* WHAT THIS TASK INVOLVES
What you return should match the listing exactly, minus its images.

* DATA SUPPLIED
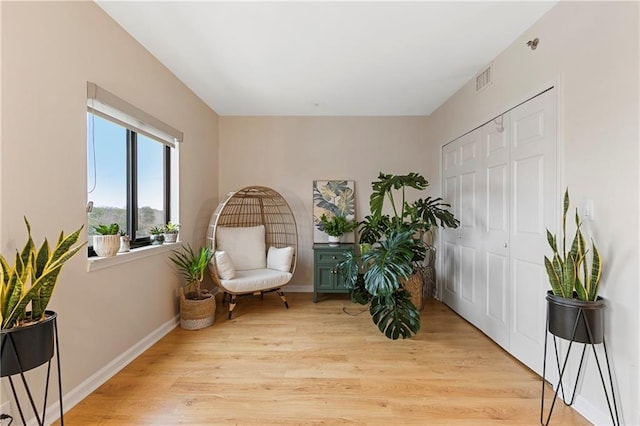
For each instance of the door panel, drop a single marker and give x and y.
(533, 176)
(501, 182)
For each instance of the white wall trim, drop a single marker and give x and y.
(84, 389)
(593, 413)
(298, 288)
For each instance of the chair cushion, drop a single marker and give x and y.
(280, 259)
(248, 281)
(224, 266)
(244, 245)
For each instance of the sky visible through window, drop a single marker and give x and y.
(107, 178)
(107, 175)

* ANSWER AREA
For each instance of the door panel, drop a single marker and give x and y.
(533, 176)
(501, 182)
For each instance of the white wall trim, drop a single marker and give x and y.
(84, 389)
(593, 413)
(298, 288)
For each instance of the chair cushion, drop a single marker and give x and y.
(280, 259)
(248, 281)
(224, 266)
(244, 245)
For each instance of the sky visible through window, drop a single marker and give x and y.
(107, 178)
(107, 175)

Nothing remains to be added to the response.